▶ [Work required] Give the material again in full, matching it exactly.

Segmentation labeling items:

>> Start

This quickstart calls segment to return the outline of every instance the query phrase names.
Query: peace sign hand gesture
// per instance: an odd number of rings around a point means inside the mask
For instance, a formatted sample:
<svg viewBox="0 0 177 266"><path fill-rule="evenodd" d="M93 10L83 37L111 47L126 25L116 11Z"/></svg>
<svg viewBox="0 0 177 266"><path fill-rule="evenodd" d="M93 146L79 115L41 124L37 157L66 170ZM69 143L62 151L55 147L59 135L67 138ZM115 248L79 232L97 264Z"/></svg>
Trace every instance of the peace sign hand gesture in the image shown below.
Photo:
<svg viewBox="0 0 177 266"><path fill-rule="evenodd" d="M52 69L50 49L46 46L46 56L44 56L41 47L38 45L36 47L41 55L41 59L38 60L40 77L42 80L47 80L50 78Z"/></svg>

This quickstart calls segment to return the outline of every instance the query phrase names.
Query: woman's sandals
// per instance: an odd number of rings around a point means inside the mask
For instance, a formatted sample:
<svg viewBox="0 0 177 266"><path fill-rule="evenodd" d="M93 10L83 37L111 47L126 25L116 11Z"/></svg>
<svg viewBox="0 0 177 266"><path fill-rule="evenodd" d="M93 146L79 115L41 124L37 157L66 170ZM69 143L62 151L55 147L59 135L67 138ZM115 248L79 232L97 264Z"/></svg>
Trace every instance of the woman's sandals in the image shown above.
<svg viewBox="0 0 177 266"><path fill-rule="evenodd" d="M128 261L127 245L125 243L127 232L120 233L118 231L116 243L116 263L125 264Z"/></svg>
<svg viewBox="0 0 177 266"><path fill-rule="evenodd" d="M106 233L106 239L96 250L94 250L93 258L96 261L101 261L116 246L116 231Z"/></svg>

>> End

▶ [Task response]
This quickstart calls segment to return the outline of every instance the query phrase names.
Query: peace sign hand gesture
// per instance: an odd number of rings around a point means inside the mask
For instance, a formatted sample:
<svg viewBox="0 0 177 266"><path fill-rule="evenodd" d="M93 10L83 37L111 47L126 25L116 11Z"/></svg>
<svg viewBox="0 0 177 266"><path fill-rule="evenodd" d="M93 146L79 115L41 124L37 157L66 170ZM69 143L62 151L55 147L59 135L67 138ZM115 248L79 232L97 264Z"/></svg>
Trace every instance of the peace sign hand gesture in the image shown below.
Photo:
<svg viewBox="0 0 177 266"><path fill-rule="evenodd" d="M52 69L50 49L46 46L46 56L44 56L41 47L38 45L36 47L41 55L41 59L38 60L40 77L42 80L47 80L50 78Z"/></svg>

This quickstart calls segment to return the outline of every instance the query phrase names.
Query: woman's sandals
// per instance: an odd number of rings around a point means inside the mask
For instance, a formatted sample:
<svg viewBox="0 0 177 266"><path fill-rule="evenodd" d="M93 10L83 37L111 47L126 25L116 11Z"/></svg>
<svg viewBox="0 0 177 266"><path fill-rule="evenodd" d="M93 146L79 115L41 124L37 157L66 170ZM69 143L62 151L55 147L59 135L67 138ZM115 248L79 232L97 264Z"/></svg>
Trace every instance of the woman's sandals in the image shown above.
<svg viewBox="0 0 177 266"><path fill-rule="evenodd" d="M128 261L127 245L125 243L127 232L120 233L118 231L116 243L116 263L125 264Z"/></svg>
<svg viewBox="0 0 177 266"><path fill-rule="evenodd" d="M106 233L106 239L96 250L94 250L93 258L96 261L101 261L116 246L116 231Z"/></svg>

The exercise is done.